◆ PROBLEM SET:
A - Quote the passage of the article on New Yorkers infected while staying home, starting at "Why New Yorkers, Mostly" and ending at "during the shutdown.".
B - For each statement, say yes or no depending on whether it agrees with the article on New Yorkers infected while staying home, and quote the words that decide it: (i) The hospital data came from a survey of about 1,300 new patients. (ii) India's lockdown began on March 24. (iii) Peter Pitts said 95 percent of everyone who gets infected will battle the virus successfully at home.

Why New Yorkers, Mostly People Who Are Staying at Home, Still Getting Infected By Coronavirus?

  • Data From 100 New York Hospitals Has Revealed That 66 Percent of Newly Hospitalized COVID-19 Patients Were People Who Had Been Staying Home

  • Why 'Stay At Home' Is Not Effective Enough To Contain the Virus?

  • Is There Anything Else Which People Should Follow During Lockdown?

In a recent press conference, the New York Governor Andrew Cuomo stated that around 66 percent of the newly hospitalized Coronavirus patients in the state were people who had been staying home during the shutdown.

On May 6, he stated that "this is a surprise: Overwhelmingly, the people were at home. We thought maybe they were taking public transportation, and we've taken special precautions on public transportation, but actually no, because these people were literally at home."

In addition, Cuomo also said that this data came from a survey of over 100 New York-based hospitals and about 1,300 new patients. Even in India which has surpassed China in terms of COVID-19 infection cases, the numbers are increasing despite the fact that the whole country is under lockdown since March 24.

Now the question is how the people are getting infected by the virus even though they are staying at home? In this case, some experts have revealed that there are some measures which people should follow while staying at home during the Coronavirus pandemic.

The Former FDA Associate Commissioner, Peter Pitts who is also the President and co-Founder of Center for Medicine in the Public Interest, an independent body for the study of health matters, told IBTimes SG:

Homes are not hermetically sealed. The people that Governor Cuomo refers to do not represent the general public These are people in higher risk categories — the elderly and people with serious underlying health conditions. Perspective is crucial. That fact that people in self-quarantine still get infected by COVID-19 is interesting, but not surprising or particularly relevant. It is a highly contagious virus. That's why its a pandemic.

The more important statistic is that a growing percentage of people hospitalized with serious manifestations of this novel coronavirus are surviving. As we reopen our economy it's crucial that we remember that 85 percent of everyone who gets infected will successfully battle the virus at home with bed rest, plenty of liquids and a healthy dose of tender loving care. If we can, simultaneously, provide the care that ensures the successful resolution of those at highest risk, we're well on our way to victory.

◆ DATA EXTRACT:
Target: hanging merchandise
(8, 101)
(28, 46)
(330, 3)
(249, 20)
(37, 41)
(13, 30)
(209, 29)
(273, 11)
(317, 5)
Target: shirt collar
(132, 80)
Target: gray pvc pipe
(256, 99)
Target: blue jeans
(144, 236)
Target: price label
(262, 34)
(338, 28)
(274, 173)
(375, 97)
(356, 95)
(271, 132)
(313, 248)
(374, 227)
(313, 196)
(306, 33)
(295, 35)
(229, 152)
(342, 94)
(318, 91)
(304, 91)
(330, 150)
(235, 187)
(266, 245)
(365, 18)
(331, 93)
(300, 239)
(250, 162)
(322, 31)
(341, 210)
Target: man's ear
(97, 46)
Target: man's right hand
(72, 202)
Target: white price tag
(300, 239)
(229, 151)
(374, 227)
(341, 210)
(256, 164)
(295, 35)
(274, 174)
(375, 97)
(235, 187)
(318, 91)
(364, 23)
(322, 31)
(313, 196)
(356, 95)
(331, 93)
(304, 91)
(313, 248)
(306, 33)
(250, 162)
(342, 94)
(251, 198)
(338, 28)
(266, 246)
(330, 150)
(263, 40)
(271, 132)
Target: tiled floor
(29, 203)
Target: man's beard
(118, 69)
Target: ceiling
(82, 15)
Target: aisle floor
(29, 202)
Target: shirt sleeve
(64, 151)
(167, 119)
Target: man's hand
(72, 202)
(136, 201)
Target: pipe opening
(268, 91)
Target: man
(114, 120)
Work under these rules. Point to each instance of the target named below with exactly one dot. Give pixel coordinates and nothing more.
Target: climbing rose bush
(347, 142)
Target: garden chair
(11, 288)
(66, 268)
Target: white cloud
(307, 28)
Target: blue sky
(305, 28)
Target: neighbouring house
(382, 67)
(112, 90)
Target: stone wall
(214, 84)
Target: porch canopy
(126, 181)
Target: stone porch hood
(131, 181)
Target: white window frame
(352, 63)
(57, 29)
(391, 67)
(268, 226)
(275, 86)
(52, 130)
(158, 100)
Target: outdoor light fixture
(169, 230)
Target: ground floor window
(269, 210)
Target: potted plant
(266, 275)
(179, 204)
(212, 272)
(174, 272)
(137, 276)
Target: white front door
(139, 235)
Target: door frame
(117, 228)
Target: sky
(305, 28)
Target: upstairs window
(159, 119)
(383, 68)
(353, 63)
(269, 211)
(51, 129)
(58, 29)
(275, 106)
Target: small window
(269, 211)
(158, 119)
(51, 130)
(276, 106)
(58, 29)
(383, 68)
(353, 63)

◆ ANSWERS FOR EACH ITEM:
A -
Why New Yorkers, Mostly People Who Are Staying at Home, Still Getting Infected By Coronavirus?

  • Data From 100 New York Hospitals Has Revealed That 66 Percent of Newly Hospitalized COVID-19 Patients Were People Who Had Been Staying Home

  • Why 'Stay At Home' Is Not Effective Enough To Contain the Virus?

  • Is There Anything Else Which People Should Follow During Lockdown?

In a recent press conference, the New York Governor Andrew Cuomo stated that around 66 percent of the newly hospitalized Coronavirus patients in the state were people who had been staying home during the shutdown.

B -
(i) Yes: "this data came from a survey of over 100 New York-based hospitals and about 1,300 new patients."
(ii) Yes: "the whole country is under lockdown since March 24."
(iii) No: "85 percent of everyone who gets infected will successfully battle the virus at home."